> **REQUIRED WORK**: Can you extract the items starting at the very first line and ending at the line that contains "(326, 373), (362, 429)", both ends included, and reproduce those lines verbatim?

> **Data entries**:

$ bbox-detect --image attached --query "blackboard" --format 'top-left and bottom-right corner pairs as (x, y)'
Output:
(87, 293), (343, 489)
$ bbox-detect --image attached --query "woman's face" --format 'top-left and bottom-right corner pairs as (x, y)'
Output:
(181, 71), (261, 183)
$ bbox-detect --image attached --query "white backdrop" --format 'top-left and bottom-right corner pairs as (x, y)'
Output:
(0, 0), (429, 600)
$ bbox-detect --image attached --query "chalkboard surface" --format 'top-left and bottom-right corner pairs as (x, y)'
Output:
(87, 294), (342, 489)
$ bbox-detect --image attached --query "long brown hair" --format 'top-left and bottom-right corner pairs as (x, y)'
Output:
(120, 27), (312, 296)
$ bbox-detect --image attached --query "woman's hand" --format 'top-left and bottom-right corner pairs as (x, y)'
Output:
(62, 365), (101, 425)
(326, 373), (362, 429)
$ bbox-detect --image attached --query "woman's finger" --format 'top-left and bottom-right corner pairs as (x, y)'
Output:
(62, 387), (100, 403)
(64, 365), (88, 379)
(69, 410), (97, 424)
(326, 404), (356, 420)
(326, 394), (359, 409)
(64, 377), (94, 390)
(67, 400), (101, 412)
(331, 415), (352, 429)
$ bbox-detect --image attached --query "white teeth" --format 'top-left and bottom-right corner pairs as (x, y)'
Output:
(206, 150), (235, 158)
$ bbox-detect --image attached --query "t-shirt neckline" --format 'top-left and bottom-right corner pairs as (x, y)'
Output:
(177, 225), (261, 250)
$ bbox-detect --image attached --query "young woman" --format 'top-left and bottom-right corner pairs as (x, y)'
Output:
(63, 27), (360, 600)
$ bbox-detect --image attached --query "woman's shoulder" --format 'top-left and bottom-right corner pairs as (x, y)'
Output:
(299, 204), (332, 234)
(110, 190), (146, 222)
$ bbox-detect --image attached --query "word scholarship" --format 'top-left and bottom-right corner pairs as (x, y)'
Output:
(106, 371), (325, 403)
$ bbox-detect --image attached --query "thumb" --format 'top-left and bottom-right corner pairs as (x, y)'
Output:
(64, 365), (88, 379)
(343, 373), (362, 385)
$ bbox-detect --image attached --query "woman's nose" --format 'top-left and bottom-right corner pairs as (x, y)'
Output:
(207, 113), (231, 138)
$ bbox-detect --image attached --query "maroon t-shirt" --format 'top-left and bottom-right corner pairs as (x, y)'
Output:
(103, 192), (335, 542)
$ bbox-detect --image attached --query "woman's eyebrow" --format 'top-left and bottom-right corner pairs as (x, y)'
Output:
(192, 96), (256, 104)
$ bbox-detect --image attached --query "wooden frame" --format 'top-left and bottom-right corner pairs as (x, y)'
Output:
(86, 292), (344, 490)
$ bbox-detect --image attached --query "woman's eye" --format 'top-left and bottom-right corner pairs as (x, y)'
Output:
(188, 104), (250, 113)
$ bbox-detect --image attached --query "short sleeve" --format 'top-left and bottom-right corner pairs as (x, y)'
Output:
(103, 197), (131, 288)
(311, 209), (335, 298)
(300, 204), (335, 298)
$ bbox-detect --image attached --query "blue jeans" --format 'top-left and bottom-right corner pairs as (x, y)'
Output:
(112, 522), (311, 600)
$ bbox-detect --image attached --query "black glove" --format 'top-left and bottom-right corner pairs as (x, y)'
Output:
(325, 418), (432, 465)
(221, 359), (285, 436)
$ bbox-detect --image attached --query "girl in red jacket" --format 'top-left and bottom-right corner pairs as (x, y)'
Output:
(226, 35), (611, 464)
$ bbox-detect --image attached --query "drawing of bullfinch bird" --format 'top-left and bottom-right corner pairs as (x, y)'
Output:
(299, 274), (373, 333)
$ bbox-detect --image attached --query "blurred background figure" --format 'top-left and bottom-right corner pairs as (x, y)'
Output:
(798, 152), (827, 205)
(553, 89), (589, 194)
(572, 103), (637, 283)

> **RESPONSE**:
$ bbox-detect --image attached --query "blackboard" --format 'top-left and bottom-right corner pairs as (x, y)'
Output:
(87, 293), (343, 489)
$ bbox-detect --image attached --query "woman's face" --format 'top-left and bottom-right corner pairs as (x, y)'
Output:
(181, 71), (261, 183)
$ bbox-detect --image attached --query "white backdrop" --format 'top-left and bottom-right corner pairs as (x, y)'
Output:
(0, 0), (429, 600)
$ bbox-detect --image attached --query "chalkboard surface" --format 'top-left and bottom-right corner pairs as (x, y)'
Output:
(87, 294), (342, 489)
$ bbox-detect --image attached --query "long brown hair" --format 'top-left and bottom-right corner pairs as (x, y)'
Output:
(120, 27), (312, 296)
$ bbox-detect --image attached --query "woman's hand" --format 'top-left and bottom-right corner pairs as (x, y)'
Output:
(62, 365), (101, 425)
(326, 373), (362, 429)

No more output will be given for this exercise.